▶ DOCUMENT EXTRACT
* * * * * * *

To kid or not to kid? Thoughts, support, and discuss?

posted 2 years ago in Married Life
  • poll: Do you have kids?

    Yes and I am glad we did

    No and I am glad we did not

  • Post # 2
    327 posts
    Helper bee

    If you would love to have a girl, there are lots of lovely girls waiting to be adopted by loving families!

    I don’t have kids and don’t plan on having kids, but if I did, I would adopt. You can pick out the perfect child for you! 😉

    Post # 4
    1008 posts
    Bumble bee
    • Wedding: August 2019

    I think you have to really reflect if you are just scared and not ready right now (but still want a child in the future when you’re ready), or if you are beginning to realize you’ll NEVER want a child. If the latter, you have to tell your husband. This could be a dealbreaker for him. 

    However, it’s totally okay to be terrified of being pregnant right now but still want a child in the future. I would be devastated if I got pregnant right now, it’s just not the right time for me and I’m not ready, but I definitely want children about 3-4 years from now. You can be scared of pregnancy and still want a child in the future.

* * * * * * *

▶ INSTRUCTION 1
Reproduce the passage from the forum thread on having kids word for word, beginning at the words "However, it’s totally" and stopping after the words "and still want a child in the future.".

* * * * * * *

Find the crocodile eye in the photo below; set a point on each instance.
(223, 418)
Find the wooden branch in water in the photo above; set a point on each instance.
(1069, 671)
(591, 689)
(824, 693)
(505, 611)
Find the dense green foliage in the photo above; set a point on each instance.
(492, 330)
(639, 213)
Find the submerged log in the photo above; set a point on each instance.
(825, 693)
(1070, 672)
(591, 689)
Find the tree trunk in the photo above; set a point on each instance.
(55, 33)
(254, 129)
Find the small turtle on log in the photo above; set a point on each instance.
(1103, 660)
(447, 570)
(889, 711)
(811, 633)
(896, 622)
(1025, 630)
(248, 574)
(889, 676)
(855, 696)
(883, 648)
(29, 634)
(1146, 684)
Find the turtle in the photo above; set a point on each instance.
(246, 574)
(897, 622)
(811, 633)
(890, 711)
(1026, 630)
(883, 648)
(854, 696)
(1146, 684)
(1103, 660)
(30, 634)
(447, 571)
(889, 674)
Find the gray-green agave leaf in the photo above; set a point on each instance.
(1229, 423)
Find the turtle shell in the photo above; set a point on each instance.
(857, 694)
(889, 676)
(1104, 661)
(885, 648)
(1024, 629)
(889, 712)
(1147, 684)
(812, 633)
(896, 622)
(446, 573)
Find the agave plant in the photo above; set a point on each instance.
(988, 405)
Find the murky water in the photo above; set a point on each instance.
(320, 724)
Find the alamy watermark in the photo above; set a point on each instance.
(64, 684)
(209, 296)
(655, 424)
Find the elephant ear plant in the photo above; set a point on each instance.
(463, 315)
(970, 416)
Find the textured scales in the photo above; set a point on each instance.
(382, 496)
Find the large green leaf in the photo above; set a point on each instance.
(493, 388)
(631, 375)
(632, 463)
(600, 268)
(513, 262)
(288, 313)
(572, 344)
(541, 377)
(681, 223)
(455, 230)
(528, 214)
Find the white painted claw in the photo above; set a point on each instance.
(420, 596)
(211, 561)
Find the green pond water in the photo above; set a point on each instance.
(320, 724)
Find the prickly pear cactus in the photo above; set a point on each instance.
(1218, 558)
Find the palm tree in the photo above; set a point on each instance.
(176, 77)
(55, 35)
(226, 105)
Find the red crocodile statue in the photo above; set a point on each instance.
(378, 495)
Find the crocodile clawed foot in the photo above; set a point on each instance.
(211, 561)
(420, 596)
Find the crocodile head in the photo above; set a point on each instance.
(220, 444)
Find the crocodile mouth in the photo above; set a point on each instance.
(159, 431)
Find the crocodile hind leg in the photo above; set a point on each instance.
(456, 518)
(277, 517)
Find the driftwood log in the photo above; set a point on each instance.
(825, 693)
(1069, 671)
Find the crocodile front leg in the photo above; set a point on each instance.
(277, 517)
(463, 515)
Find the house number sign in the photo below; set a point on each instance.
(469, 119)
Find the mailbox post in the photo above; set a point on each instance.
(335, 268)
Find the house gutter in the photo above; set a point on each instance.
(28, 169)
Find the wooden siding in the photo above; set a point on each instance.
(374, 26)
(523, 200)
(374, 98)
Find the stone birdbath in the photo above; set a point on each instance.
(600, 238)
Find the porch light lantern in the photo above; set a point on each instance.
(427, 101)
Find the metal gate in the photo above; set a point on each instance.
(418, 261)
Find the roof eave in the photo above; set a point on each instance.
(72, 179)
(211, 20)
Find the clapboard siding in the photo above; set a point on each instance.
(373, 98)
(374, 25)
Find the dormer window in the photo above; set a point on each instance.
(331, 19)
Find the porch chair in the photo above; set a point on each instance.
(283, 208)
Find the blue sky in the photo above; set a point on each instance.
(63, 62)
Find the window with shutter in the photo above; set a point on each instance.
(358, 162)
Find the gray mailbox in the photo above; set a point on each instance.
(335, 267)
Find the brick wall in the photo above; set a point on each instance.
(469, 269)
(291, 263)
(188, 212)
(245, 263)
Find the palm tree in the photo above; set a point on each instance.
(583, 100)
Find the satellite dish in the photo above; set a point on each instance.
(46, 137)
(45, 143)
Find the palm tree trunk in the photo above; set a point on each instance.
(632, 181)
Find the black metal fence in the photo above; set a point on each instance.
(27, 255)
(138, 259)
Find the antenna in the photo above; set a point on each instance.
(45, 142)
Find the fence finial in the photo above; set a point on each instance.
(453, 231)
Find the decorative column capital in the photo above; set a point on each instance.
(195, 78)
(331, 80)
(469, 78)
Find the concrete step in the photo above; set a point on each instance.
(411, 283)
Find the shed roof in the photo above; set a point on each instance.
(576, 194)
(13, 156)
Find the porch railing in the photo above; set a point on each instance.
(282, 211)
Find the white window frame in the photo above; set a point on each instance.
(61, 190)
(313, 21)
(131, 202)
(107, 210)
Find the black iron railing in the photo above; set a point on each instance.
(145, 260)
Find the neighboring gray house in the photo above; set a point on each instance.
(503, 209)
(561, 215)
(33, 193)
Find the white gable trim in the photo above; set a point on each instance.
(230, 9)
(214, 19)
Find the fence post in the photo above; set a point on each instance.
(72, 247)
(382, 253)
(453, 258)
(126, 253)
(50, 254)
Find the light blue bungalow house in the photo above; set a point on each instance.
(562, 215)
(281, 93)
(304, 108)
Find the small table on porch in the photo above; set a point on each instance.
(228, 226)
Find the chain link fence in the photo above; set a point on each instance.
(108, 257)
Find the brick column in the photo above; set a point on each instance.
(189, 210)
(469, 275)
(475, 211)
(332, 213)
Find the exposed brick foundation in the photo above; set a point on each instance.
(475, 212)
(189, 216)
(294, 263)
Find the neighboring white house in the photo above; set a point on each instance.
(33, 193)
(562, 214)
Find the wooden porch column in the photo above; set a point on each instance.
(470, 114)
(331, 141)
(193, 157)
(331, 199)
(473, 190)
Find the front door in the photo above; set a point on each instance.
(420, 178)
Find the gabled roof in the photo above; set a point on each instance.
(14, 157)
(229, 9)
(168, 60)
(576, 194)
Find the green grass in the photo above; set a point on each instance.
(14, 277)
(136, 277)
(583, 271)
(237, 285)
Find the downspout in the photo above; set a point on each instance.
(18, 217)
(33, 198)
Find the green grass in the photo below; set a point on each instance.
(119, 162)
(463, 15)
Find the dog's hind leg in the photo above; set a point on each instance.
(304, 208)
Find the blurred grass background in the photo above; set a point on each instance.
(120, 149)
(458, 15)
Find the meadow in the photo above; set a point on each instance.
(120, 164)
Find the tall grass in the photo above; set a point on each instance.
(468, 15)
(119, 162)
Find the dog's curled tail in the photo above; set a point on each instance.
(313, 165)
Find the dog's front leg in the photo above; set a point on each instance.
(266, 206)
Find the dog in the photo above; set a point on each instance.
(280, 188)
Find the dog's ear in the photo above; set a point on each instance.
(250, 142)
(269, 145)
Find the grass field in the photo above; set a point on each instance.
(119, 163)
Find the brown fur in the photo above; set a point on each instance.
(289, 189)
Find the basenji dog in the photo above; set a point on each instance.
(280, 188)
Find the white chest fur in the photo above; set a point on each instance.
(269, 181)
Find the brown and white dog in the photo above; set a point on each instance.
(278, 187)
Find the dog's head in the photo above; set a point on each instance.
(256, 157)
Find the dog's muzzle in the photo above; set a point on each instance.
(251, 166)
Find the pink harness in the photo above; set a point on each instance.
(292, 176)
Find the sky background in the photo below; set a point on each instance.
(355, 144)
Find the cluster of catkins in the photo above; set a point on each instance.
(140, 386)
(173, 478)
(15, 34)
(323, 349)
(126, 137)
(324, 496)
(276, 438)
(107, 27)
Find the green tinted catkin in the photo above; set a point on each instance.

* * * * * * *

▶ INSTRUCTION 2
Turn the records into a numbered list, one item per line with blank lines omitted, beginning at the line that has "Find the brown and" and continuing through the last line of the records.

▶ RIGHT ANSWER 1
However, it’s totally okay to be terrified of being pregnant right now but still want a child in the future. I would be devastated if I got pregnant right now, it’s just not the right time for me and I’m not ready, but I definitely want children about 3-4 years from now. You can be scared of pregnancy and still want a child in the future.

▶ RIGHT ANSWER 2
1. Find the brown and white dog in the photo above; set a point on each instance.
2. (278, 187)
3. Find the dog's head in the photo above; set a point on each instance.
4. (256, 157)
5. Find the dog's muzzle in the photo above; set a point on each instance.
6. (251, 166)
7. Find the pink harness in the photo above; set a point on each instance.
8. (292, 176)
9. Find the sky background in the photo below; set a point on each instance.
10. (355, 144)
11. Find the cluster of catkins in the photo above; set a point on each instance.
12. (140, 386)
13. (173, 478)
14. (15, 34)
15. (323, 349)
16. (126, 137)
17. (324, 496)
18. (276, 438)
19. (107, 27)
20. Find the green tinted catkin in the photo above; set a point on each instance.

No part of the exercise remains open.